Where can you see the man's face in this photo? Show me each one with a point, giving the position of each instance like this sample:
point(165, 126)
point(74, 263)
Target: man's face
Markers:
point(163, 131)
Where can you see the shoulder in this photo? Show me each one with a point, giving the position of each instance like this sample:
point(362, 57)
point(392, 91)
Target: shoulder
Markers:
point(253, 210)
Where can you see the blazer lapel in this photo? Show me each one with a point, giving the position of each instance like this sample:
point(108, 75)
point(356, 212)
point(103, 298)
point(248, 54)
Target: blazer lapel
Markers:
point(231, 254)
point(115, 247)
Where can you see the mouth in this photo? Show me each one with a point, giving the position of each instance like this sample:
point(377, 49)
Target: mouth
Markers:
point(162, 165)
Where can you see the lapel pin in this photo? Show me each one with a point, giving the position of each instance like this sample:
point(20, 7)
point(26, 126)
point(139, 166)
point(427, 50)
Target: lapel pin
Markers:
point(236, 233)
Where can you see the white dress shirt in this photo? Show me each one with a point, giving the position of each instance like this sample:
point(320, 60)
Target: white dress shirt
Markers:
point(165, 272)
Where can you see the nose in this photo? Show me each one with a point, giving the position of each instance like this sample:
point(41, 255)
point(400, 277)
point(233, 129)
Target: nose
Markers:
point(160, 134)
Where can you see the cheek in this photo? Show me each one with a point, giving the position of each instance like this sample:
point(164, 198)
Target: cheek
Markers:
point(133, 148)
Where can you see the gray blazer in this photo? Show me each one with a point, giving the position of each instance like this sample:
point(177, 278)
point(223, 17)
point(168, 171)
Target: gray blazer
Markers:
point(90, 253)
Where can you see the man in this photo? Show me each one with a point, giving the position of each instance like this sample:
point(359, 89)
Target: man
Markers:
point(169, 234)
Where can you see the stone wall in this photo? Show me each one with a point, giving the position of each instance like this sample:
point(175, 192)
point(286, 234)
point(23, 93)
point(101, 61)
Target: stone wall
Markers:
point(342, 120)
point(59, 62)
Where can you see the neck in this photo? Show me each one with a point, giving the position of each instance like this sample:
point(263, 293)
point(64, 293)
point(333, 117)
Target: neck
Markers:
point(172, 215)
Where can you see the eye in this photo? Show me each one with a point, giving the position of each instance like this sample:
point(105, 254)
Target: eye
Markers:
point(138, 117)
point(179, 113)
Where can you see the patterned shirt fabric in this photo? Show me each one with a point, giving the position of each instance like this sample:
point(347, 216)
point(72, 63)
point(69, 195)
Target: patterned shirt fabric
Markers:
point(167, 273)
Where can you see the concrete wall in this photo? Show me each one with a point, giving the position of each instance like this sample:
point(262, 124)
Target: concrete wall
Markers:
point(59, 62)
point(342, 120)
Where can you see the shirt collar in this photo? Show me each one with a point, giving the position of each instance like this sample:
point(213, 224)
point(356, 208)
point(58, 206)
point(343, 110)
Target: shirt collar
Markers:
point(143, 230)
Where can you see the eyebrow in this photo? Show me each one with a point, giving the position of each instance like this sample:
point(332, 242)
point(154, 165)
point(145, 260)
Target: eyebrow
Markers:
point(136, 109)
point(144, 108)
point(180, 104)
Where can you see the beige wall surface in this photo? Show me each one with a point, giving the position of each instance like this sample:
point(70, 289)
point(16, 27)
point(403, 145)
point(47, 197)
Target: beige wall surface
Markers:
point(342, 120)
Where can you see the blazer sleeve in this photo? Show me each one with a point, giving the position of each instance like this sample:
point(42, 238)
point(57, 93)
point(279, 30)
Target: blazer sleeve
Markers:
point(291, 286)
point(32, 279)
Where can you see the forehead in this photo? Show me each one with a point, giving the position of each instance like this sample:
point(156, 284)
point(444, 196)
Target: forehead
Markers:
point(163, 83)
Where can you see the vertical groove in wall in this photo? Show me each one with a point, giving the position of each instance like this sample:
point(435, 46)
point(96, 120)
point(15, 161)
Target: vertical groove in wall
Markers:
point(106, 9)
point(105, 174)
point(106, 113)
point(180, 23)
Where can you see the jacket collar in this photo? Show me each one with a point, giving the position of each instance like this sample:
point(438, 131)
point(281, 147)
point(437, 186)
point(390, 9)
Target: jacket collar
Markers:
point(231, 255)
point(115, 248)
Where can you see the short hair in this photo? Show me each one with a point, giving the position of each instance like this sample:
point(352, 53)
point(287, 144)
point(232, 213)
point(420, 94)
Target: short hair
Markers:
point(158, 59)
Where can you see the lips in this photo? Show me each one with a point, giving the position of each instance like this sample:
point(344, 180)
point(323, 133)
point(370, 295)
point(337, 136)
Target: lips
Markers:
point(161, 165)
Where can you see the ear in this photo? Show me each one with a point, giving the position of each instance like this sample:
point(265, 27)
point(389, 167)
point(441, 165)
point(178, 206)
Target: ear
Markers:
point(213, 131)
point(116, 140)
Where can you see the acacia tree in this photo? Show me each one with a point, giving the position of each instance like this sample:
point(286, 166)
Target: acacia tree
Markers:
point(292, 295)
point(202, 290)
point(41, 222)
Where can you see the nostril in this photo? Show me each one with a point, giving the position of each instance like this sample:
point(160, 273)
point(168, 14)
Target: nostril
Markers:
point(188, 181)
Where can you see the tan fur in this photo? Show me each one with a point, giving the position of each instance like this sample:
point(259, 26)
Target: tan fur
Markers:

──────────────────────────────

**WORK TO COMPLETE**
When you answer, return each line of the material exactly as it was written.

**YOUR RESPONSE**
Where can you see the man's face in this photo? Show me each one with a point, giving the position of each instance like this sample:
point(165, 126)
point(74, 263)
Target: man's face
Markers:
point(163, 131)
Where can you see the shoulder in this photo? Show me each one with a point, giving the position of each instance like this sample:
point(362, 57)
point(392, 91)
Target: shoulder
Markers:
point(253, 210)
Where can you see the blazer lapel in this photo? Show me each one with a point, giving the position of each instance like this sample:
point(108, 75)
point(356, 212)
point(103, 298)
point(248, 54)
Target: blazer lapel
Markers:
point(231, 254)
point(115, 247)
Where can you see the mouth in this photo? Show me each one with a point, giving the position of each instance like this sample:
point(377, 49)
Target: mouth
Markers:
point(162, 165)
Where can you see the lapel pin in this photo? Show me each one with a point, giving the position of each instance like this sample:
point(20, 7)
point(26, 126)
point(139, 166)
point(427, 50)
Target: lapel pin
Markers:
point(236, 233)
Where can you see the white dress shirt in this photo? Show me each one with a point, giving the position of each instance like this sample:
point(320, 60)
Target: white dress shirt
Markers:
point(165, 272)
Where can you see the nose in this photo? Show me each one with a point, giving the position of each instance like this sample:
point(41, 255)
point(400, 277)
point(233, 129)
Target: nose
Markers:
point(160, 134)
Where can you see the cheek in this photo? Show me each one with a point, giving the position of each instance like this sample:
point(164, 198)
Target: cheek
Markers:
point(133, 148)
Where can you see the gray blazer in this photo? Show me each one with a point, giving the position of each instance like this sample:
point(177, 278)
point(223, 17)
point(168, 171)
Target: gray blazer
Markers:
point(90, 253)
Where can you see the man in this photo? Show me each one with a point, giving the position of each instance like this sample:
point(359, 89)
Target: man
Markers:
point(169, 234)
Where can you see the stone wall in this photo? Show me each one with a point, giving the position of each instance like this sample:
point(175, 192)
point(286, 234)
point(23, 93)
point(101, 61)
Target: stone wall
Markers:
point(342, 120)
point(59, 62)
Where can you see the neck in this photo? Show me each one with a point, giving the position of each instance like this sample:
point(263, 293)
point(64, 293)
point(333, 117)
Target: neck
Markers:
point(172, 215)
Where can you see the eye in this photo? Show me each one with a point, giving the position of each instance like this sample:
point(105, 254)
Target: eye
Markers:
point(138, 117)
point(179, 113)
Where can you see the patterned shirt fabric in this photo? Show me each one with a point, giving the position of each instance like this sample:
point(347, 216)
point(72, 63)
point(69, 195)
Target: patterned shirt fabric
Markers:
point(167, 273)
Where can you see the concrete wall in this photo? Show me each one with a point, giving the position of each instance like this sample:
point(262, 124)
Target: concrete wall
Markers:
point(59, 62)
point(342, 120)
Where can you see the shirt collar in this photo? Show me each one with a point, giving the position of each instance like this sample:
point(213, 224)
point(356, 208)
point(58, 206)
point(343, 110)
Target: shirt collar
Markers:
point(143, 230)
Where can you see the eyebrow in this photo? Show me each one with a point, giving the position of each instance like this sample:
point(332, 242)
point(154, 165)
point(145, 260)
Target: eyebrow
Markers:
point(136, 109)
point(144, 108)
point(180, 104)
Where can you see the beige wall surface in this photo? Show me each one with a point, giving the position of each instance like this sample:
point(70, 289)
point(16, 27)
point(403, 145)
point(47, 197)
Target: beige wall surface
Markers:
point(342, 120)
Where can you see the blazer sleeve in this photo? Show me each one with a point, giving the position of each instance like this sample:
point(42, 238)
point(57, 93)
point(279, 30)
Target: blazer sleeve
Markers:
point(291, 286)
point(32, 279)
Where can you see the forehead in this photo? Show me each one with a point, giving the position of each instance like this sample:
point(156, 284)
point(444, 196)
Target: forehead
Markers:
point(163, 83)
Where can you see the vertical groove in wall in this photo? Show me each one with a point, giving the position of each instance like this sample:
point(435, 46)
point(96, 120)
point(15, 161)
Target: vertical groove in wall
Markers:
point(106, 9)
point(105, 174)
point(106, 113)
point(180, 23)
Where can you see the jacket collar in this photo? Show me each one with a point, giving the position of each instance like this sample:
point(438, 131)
point(281, 147)
point(437, 186)
point(390, 9)
Target: jacket collar
Markers:
point(231, 255)
point(115, 248)
Where can you see the short hair in this photo? Show me each one with a point, giving the position of each instance like this sample:
point(352, 53)
point(287, 144)
point(232, 213)
point(420, 94)
Target: short hair
Markers:
point(158, 59)
Where can you see the lips in this photo? Show me each one with a point, giving the position of each instance like this sample:
point(344, 180)
point(323, 133)
point(370, 295)
point(337, 136)
Target: lips
Markers:
point(161, 165)
Where can you see the ear in this photo? Show me each one with a point, giving the position of each instance like this sample:
point(265, 27)
point(389, 167)
point(441, 165)
point(178, 206)
Target: ear
Markers:
point(213, 131)
point(116, 140)
Where can you see the acacia tree in this photo? Show me each one with a point, giving the position of each instance like this sample:
point(286, 166)
Target: acacia tree
Markers:
point(292, 295)
point(202, 290)
point(41, 222)
Where can you see the nostril in this photo? Show me each one with a point, giving the position of each instance like this sample:
point(160, 273)
point(168, 14)
Target: nostril
Markers:
point(188, 181)
Where can you see the tan fur in this photo? Show me each one with a point, giving the position of each instance like this sample:
point(259, 26)
Target: tan fur
Markers:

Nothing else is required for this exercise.